**Dataset excerpts**.
+++

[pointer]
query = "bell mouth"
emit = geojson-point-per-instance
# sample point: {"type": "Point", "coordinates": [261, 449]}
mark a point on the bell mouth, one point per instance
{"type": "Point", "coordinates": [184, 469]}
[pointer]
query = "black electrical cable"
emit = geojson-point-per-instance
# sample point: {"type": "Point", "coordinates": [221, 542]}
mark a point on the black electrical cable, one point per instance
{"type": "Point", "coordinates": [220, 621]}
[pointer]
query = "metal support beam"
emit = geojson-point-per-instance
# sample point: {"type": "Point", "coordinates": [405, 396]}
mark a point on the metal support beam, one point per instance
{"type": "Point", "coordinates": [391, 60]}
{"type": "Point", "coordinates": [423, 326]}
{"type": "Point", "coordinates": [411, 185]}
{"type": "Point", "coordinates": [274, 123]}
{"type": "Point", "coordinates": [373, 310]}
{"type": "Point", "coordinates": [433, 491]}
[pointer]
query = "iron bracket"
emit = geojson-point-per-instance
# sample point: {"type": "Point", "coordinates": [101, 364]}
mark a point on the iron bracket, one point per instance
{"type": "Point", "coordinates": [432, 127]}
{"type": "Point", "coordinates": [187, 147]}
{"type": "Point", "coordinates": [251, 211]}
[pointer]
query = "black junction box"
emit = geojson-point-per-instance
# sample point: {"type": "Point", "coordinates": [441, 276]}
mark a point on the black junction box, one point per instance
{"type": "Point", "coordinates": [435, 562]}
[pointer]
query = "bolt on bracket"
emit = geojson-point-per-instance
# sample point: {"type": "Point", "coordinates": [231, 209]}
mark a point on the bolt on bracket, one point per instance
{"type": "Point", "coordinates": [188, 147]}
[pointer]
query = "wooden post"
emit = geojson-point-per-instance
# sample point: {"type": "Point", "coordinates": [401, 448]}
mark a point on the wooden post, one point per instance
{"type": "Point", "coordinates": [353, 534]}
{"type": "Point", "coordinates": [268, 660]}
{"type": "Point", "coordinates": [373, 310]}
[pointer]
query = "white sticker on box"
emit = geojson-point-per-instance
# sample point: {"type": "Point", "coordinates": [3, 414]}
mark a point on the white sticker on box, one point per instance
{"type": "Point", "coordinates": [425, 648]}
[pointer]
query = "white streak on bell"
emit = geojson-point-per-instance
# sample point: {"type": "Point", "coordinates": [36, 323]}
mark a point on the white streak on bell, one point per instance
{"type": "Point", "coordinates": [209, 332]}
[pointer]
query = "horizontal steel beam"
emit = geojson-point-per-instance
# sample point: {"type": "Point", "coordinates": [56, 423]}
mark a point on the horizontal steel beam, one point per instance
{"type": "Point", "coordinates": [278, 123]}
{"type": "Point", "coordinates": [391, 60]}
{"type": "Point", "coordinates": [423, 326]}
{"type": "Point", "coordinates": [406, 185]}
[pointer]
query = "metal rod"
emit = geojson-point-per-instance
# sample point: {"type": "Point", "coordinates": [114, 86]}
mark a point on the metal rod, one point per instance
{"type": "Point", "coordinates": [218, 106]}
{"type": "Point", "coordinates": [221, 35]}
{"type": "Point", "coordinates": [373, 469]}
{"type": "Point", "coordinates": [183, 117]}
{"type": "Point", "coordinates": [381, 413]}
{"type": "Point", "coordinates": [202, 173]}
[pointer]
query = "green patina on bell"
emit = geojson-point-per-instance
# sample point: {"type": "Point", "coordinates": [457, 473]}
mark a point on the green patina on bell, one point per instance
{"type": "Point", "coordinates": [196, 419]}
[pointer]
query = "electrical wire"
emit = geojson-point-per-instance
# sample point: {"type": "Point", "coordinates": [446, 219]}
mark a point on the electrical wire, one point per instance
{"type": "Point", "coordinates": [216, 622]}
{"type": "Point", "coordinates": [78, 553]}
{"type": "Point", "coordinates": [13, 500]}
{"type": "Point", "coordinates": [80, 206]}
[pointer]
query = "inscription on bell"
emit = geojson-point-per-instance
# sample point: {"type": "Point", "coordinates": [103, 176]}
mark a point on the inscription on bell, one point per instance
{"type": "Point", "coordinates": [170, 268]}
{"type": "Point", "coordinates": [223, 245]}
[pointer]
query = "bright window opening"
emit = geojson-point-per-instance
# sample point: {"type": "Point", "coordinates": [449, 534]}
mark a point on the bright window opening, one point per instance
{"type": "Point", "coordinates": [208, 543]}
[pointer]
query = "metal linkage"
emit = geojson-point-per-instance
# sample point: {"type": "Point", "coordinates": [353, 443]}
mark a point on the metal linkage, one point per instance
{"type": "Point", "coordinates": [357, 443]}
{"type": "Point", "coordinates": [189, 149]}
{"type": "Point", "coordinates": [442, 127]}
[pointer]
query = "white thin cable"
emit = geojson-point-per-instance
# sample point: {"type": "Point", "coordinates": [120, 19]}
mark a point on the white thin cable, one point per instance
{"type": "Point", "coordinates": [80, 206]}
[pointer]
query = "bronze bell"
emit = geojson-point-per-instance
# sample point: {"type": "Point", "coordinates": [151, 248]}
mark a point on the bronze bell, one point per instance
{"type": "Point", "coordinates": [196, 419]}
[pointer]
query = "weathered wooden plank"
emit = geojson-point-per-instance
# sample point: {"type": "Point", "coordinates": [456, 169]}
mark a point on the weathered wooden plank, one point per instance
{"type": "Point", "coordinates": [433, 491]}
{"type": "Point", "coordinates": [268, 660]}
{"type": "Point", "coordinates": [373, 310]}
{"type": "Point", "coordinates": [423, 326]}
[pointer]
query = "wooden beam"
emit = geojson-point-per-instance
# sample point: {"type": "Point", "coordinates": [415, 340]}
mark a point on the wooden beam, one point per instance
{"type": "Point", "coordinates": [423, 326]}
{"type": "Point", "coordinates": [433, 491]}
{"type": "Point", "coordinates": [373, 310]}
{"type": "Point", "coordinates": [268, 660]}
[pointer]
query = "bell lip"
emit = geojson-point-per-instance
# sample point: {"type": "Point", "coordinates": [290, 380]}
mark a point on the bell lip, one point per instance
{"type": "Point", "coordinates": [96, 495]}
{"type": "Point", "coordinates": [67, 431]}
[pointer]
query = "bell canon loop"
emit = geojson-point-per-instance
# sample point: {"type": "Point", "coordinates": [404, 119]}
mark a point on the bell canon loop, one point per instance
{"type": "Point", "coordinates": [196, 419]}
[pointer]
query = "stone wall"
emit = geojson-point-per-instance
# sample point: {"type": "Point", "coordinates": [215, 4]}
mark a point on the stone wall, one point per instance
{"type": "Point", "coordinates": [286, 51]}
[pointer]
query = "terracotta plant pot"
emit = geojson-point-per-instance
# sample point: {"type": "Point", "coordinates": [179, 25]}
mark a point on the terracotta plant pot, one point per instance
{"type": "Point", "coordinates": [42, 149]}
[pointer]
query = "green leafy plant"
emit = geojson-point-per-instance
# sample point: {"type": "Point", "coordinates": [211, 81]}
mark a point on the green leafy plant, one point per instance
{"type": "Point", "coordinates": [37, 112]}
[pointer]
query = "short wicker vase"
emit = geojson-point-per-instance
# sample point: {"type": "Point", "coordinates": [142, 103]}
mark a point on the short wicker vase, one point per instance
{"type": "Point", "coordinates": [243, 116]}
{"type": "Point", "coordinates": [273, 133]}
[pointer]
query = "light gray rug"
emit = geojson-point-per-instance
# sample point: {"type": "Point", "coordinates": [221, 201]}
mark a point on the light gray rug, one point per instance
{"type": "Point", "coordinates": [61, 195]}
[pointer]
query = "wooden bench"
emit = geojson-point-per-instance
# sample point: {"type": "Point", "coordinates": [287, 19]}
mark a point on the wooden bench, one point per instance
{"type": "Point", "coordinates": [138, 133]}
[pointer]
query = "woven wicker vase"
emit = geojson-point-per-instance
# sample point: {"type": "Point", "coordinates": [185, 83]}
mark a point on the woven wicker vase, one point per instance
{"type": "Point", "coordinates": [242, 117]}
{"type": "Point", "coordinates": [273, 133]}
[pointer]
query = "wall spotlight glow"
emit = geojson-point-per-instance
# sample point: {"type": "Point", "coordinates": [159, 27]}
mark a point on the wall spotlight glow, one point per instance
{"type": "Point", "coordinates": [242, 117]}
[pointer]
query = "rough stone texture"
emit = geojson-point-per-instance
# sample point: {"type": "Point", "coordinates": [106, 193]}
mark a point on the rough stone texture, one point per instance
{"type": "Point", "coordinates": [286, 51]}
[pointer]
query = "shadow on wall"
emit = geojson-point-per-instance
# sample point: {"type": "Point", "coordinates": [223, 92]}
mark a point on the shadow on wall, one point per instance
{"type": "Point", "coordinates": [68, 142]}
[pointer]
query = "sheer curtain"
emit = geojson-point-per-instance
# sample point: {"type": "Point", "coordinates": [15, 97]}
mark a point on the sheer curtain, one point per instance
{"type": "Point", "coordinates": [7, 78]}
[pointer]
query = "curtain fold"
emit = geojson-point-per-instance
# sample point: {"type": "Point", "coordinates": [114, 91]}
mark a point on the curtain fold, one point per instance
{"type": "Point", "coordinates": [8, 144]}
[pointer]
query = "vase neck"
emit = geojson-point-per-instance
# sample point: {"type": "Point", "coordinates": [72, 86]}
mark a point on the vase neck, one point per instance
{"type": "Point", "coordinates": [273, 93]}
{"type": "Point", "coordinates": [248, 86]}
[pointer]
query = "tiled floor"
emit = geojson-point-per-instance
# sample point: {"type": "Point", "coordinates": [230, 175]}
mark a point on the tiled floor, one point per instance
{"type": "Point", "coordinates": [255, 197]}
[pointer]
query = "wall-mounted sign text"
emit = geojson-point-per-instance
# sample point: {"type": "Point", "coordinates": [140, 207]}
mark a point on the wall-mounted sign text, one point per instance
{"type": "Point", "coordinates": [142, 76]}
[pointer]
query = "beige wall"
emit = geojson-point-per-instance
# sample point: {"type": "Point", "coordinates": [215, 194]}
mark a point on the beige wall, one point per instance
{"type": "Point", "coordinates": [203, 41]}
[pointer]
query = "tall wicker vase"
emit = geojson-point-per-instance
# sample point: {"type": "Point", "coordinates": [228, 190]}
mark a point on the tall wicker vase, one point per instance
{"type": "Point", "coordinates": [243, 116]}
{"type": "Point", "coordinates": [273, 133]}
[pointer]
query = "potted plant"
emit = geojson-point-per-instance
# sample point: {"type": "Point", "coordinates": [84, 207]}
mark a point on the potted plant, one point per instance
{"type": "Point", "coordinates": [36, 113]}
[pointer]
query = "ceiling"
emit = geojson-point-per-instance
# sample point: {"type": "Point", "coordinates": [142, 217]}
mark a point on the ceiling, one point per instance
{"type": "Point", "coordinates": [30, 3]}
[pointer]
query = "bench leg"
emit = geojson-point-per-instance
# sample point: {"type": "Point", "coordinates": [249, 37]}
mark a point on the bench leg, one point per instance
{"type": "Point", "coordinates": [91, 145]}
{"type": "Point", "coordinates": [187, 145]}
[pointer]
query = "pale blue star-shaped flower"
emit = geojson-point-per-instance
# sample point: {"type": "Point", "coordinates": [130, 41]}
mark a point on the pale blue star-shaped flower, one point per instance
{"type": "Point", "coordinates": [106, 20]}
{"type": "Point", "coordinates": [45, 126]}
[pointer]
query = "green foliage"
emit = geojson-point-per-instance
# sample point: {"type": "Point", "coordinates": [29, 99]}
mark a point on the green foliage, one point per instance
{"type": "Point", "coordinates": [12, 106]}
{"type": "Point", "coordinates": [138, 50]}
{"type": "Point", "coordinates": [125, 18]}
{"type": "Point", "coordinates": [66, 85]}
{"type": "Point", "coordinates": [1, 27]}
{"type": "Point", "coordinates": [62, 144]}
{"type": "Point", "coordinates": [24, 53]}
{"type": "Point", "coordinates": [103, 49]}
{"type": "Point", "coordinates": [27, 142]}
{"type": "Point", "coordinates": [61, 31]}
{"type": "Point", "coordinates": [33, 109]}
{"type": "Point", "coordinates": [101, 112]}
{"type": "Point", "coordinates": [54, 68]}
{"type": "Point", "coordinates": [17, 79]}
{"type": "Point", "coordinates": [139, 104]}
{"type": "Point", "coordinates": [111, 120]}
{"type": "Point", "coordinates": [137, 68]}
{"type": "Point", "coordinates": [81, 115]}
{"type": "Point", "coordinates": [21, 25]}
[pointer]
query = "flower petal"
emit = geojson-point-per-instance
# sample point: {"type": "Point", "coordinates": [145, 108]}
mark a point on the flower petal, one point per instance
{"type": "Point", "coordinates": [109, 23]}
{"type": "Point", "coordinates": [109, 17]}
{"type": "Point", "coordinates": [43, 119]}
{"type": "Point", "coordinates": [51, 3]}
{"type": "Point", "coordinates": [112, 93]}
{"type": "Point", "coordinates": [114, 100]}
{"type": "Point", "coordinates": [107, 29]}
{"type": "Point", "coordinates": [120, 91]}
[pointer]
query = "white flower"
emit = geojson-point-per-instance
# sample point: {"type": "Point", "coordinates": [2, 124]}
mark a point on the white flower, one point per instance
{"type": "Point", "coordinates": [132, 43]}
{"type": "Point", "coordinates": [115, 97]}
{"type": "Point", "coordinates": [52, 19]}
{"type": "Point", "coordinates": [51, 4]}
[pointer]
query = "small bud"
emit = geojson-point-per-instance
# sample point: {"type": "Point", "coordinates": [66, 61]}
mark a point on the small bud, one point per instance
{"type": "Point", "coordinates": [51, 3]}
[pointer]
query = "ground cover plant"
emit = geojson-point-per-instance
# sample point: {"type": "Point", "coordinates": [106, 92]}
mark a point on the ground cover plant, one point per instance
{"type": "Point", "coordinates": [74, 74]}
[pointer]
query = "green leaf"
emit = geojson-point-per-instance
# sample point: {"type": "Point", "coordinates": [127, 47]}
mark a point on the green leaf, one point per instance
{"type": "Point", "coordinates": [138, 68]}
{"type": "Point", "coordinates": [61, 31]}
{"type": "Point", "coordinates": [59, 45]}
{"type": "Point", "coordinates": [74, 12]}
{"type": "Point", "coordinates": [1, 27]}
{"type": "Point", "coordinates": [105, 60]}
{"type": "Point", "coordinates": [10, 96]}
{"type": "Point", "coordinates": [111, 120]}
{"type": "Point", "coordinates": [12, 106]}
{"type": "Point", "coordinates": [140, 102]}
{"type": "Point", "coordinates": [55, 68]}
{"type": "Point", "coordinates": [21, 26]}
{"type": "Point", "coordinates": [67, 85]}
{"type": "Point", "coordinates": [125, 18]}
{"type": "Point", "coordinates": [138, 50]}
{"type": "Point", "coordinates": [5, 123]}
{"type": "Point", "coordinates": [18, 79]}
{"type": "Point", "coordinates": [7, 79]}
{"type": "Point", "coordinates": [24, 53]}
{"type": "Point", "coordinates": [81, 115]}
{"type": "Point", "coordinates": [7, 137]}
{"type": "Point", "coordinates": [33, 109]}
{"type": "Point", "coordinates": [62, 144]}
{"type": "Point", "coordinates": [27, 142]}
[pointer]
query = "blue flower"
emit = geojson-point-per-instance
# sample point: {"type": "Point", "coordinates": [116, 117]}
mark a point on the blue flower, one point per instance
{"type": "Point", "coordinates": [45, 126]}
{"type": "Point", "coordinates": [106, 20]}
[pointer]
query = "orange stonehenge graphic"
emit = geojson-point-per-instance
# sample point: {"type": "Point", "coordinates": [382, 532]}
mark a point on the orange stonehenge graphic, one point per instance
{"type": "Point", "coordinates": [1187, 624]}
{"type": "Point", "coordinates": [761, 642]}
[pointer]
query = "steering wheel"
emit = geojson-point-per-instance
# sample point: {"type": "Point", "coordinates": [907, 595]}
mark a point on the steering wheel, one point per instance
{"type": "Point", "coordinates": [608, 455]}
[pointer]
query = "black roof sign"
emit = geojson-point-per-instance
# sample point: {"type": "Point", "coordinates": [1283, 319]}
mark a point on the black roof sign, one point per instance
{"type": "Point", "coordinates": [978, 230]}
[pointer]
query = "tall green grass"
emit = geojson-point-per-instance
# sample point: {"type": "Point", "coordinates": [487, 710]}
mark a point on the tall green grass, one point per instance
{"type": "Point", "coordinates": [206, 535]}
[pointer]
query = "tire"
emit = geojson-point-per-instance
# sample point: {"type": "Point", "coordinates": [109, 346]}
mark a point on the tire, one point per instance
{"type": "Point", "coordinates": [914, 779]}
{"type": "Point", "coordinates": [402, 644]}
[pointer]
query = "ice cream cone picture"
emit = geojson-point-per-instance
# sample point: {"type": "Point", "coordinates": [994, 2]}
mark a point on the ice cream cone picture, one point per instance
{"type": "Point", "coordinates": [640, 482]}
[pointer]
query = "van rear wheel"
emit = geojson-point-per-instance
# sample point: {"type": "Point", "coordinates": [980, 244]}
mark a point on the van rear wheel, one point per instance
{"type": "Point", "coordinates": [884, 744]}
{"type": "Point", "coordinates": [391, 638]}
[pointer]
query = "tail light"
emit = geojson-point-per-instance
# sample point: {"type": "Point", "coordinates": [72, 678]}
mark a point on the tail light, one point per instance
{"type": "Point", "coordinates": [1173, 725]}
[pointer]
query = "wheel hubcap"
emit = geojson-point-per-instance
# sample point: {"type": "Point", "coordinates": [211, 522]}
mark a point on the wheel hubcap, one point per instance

+++

**What to work on**.
Find every line of the records that contains the string "sticker" and copy each of those lines.

**Completed task**.
query = "white sticker on box"
mark a point on the white sticker on box, one point per instance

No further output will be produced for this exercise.